-- Extrait --
Fusilier abyssin (voy. p. 354). — Dessin de Émile Bayard d’après M. Lejean.

« Les habitans de Barua, et leurs circonvoisins ont coutume de se ranger. dix, douze et quinze ensemble dans une cour muraillée et bien fermée, laquelle n’a qu’une entrée, et là enferment les vaches, desquelles ils tirent le beurre, et le lait, avec l’autre menu bestial, comme brebis, ânes et mulets. Et avec ce qu’ils tiennent toujours la porte serrée toute la nuit, ils font encore des feux à la porte, tenant des gens pour faire la garde, de peur que leur bestial ne soit surpris et dévoré par les bêtes sauvages qui côtoient de loin leurs habitations ; tellement que si on ne tenait cet ordre, ils ne sauraient garder une bête que tout ne fût dévoré : et sont ceux-ci de Barua avec leurs voisins, qui vont labourer les terres et semer le millet sur la montagne du monastère de la Vision, trois mois avant l’hiver général : ce qu’ils font pour deux raisons, dont la première est pour ce qu’ils se trouvent prochains de la mer, par où passent tous les vivres, qu’on transporte à la Mecque, au Tor, à Ziden, et par toute l’Arabie et les Indes. Dont ceux-ci, ayant beaucoup de sortes de semences et grains, tâchent à trouver lieu pour en avoir délivrance. La seconde cause est que l’année apporte deux hivers en ce pays, qui sont divisés par temps, avec ce que les blés ne peuvent croître, sinon à force d’eau. Par quoi les habitants de Barua laissent leur terroir, pour aller semer les millets à la montagne de la Vision, là où est l’hiver pour lors, qui dure tout le mois de février, mars et avril : régnant ce même temps en une terre au domaine de Barnagas, qui se nomme Lama, loin de la montagne de la Vision, environ huit journées.

-- Matériel fourni --
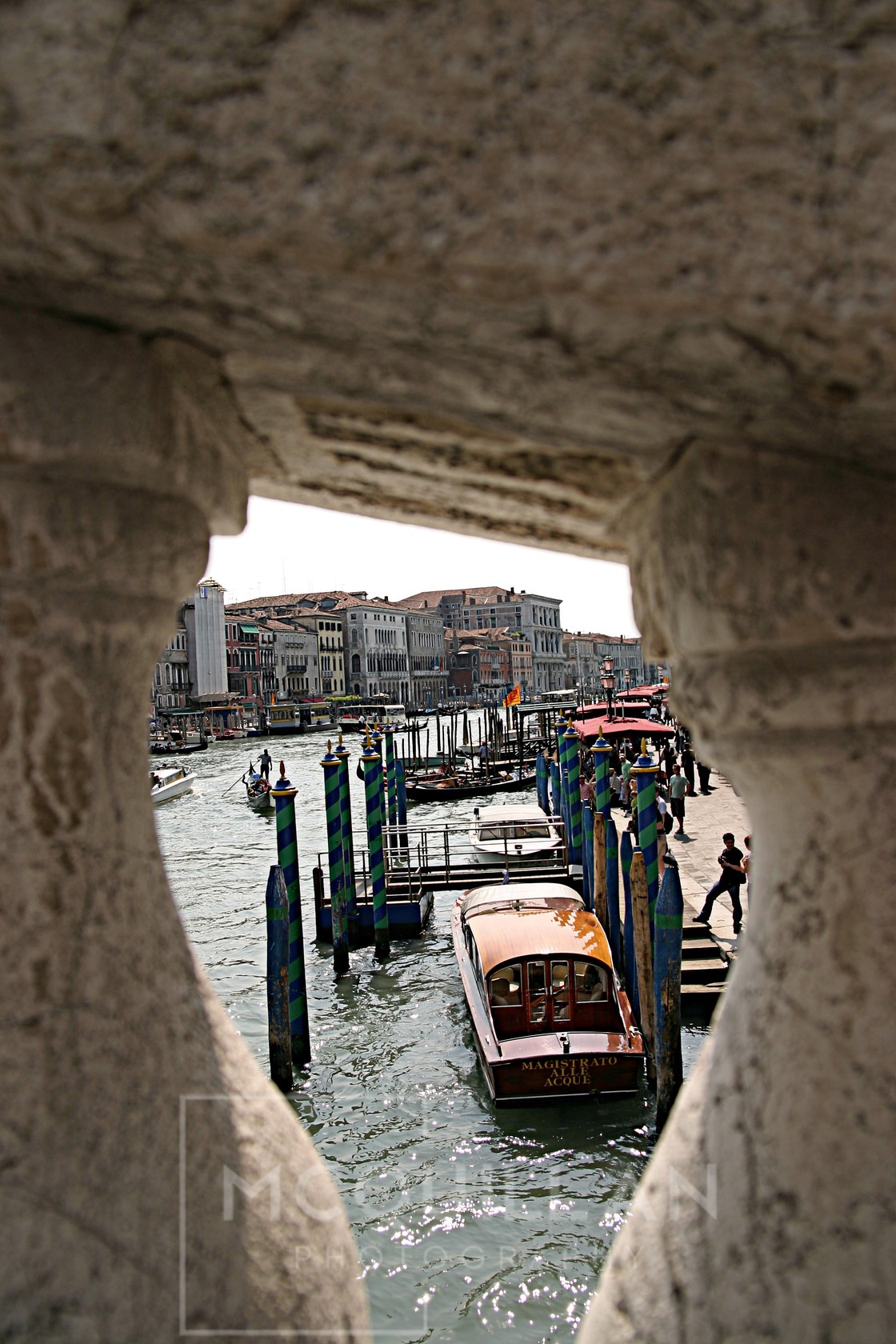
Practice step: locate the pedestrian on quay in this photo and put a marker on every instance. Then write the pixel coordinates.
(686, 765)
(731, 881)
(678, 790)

* * *

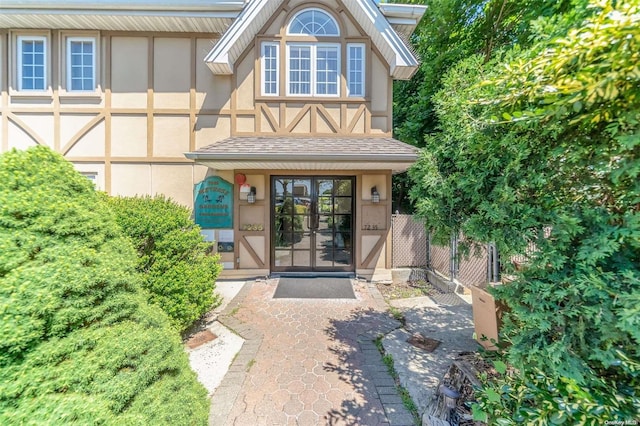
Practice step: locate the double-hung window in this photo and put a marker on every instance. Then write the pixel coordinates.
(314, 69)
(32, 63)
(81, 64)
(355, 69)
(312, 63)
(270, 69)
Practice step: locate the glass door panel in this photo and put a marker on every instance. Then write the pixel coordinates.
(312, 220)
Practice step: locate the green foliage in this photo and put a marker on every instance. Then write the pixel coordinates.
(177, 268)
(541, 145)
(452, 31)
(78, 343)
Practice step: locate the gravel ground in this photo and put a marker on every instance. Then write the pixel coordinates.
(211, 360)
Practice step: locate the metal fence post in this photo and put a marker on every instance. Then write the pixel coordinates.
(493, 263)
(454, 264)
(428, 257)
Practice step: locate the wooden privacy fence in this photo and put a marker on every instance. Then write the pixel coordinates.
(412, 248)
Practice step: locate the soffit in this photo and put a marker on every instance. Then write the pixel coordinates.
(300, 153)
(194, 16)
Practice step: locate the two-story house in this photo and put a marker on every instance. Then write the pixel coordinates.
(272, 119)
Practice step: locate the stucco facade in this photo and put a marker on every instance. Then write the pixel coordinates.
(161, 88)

--

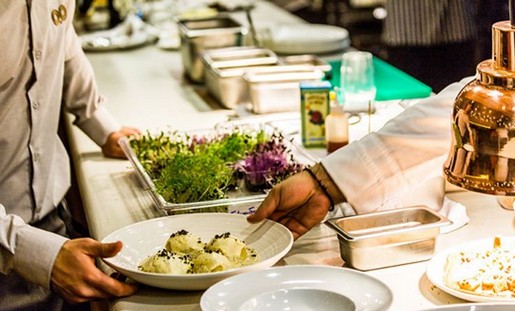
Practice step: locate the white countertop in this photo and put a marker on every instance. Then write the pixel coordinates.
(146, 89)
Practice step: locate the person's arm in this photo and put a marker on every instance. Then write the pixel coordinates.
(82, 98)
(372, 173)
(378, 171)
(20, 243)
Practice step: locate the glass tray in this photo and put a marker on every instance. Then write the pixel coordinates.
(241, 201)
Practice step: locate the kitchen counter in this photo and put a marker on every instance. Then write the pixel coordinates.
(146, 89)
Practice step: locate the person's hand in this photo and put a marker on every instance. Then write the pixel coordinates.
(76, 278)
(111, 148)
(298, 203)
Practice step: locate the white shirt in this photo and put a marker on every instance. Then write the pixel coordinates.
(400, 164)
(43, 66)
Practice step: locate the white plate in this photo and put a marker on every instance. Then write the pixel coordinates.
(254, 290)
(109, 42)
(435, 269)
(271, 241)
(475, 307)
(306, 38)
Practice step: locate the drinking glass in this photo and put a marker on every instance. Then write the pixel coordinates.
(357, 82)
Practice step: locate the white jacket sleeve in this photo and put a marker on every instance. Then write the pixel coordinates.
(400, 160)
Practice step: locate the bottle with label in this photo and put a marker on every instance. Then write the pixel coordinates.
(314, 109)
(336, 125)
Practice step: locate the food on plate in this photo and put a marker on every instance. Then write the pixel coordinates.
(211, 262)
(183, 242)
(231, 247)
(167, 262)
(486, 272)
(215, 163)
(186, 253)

-- Tâche courte --
Recopiez en entier l'extrait sur les habitants de Barua, sans rien y changer.

-- Résultat --
Fusilier abyssin (voy. p. 354). — Dessin de Émile Bayard d’après M. Lejean.

« Les habitans de Barua, et leurs circonvoisins ont coutume de se ranger. dix, douze et quinze ensemble dans une cour muraillée et bien fermée, laquelle n’a qu’une entrée, et là enferment les vaches, desquelles ils tirent le beurre, et le lait, avec l’autre menu bestial, comme brebis, ânes et mulets. Et avec ce qu’ils tiennent toujours la porte serrée toute la nuit, ils font encore des feux à la porte, tenant des gens pour faire la garde, de peur que leur bestial ne soit surpris et dévoré par les bêtes sauvages qui côtoient de loin leurs habitations ; tellement que si on ne tenait cet ordre, ils ne sauraient garder une bête que tout ne fût dévoré : et sont ceux-ci de Barua avec leurs voisins, qui vont labourer les terres et semer le millet sur la montagne du monastère de la Vision, trois mois avant l’hiver général : ce qu’ils font pour deux raisons, dont la première est pour ce qu’ils se trouvent prochains de la mer, par où passent tous les vivres, qu’on transporte à la Mecque, au Tor, à Ziden, et par toute l’Arabie et les Indes. Dont ceux-ci, ayant beaucoup de sortes de semences et grains, tâchent à trouver lieu pour en avoir délivrance. La seconde cause est que l’année apporte deux hivers en ce pays, qui sont divisés par temps, avec ce que les blés ne peuvent croître, sinon à force d’eau. Par quoi les habitants de Barua laissent leur terroir, pour aller semer les millets à la montagne de la Vision, là où est l’hiver pour lors, qui dure tout le mois de février, mars et avril : régnant ce même temps en une terre au domaine de Barnagas, qui se nomme Lama, loin de la montagne de la Vision, environ huit journées.